-- Exercise --
Send back the whole listing untouched.

-- Extracted material --
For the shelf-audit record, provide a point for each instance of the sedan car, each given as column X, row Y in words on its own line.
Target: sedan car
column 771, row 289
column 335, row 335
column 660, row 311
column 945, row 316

-- Completed task --
For the shelf-audit record, provide a point for each instance of the sedan car, each given as column X, row Y in words on its own line.
Target: sedan car
column 771, row 289
column 335, row 335
column 660, row 311
column 945, row 316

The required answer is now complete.